--- START OF INPUT MATERIAL ---

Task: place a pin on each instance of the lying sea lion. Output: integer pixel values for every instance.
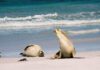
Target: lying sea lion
(33, 51)
(66, 47)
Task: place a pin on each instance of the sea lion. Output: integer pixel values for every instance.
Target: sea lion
(66, 47)
(33, 51)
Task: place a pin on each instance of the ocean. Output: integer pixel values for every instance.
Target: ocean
(33, 22)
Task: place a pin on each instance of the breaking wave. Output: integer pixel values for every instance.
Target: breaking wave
(85, 31)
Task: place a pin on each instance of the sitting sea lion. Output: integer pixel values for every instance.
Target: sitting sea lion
(66, 47)
(33, 51)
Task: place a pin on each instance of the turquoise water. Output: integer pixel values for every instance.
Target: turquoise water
(33, 22)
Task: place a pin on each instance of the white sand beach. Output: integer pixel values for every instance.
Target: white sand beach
(82, 61)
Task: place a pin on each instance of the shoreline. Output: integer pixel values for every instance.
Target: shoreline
(81, 61)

--- END OF INPUT MATERIAL ---

* _TASK TO COMPLETE_
Put every line of the entries above into a numbered list, skipping any blank lines and leaving the pictures out.

* _SOLUTION TO THE EXERCISE_
1. Task: place a pin on each instance of the lying sea lion. Output: integer pixel values for every instance.
2. Target: lying sea lion
3. (33, 51)
4. (66, 47)
5. Task: place a pin on each instance of the sea lion. Output: integer pixel values for every instance.
6. Target: sea lion
7. (66, 47)
8. (33, 51)
9. Task: place a pin on each instance of the ocean. Output: integer pixel values for every instance.
10. Target: ocean
11. (33, 22)
12. Task: place a pin on each instance of the breaking wave. Output: integer pixel values for every instance.
13. Target: breaking wave
14. (85, 31)
15. Task: place a pin on each instance of the sitting sea lion. Output: integer pixel values for every instance.
16. Target: sitting sea lion
17. (66, 47)
18. (33, 51)
19. Task: place a pin on each instance of the turquoise water. Output: integer pixel values for every instance.
20. Target: turquoise water
21. (33, 22)
22. Task: place a pin on each instance of the white sand beach. Output: integer pixel values for every instance.
23. Target: white sand beach
24. (82, 61)
25. Task: place a pin on each instance of the shoreline. Output: integer pixel values for every instance.
26. Target: shoreline
27. (81, 61)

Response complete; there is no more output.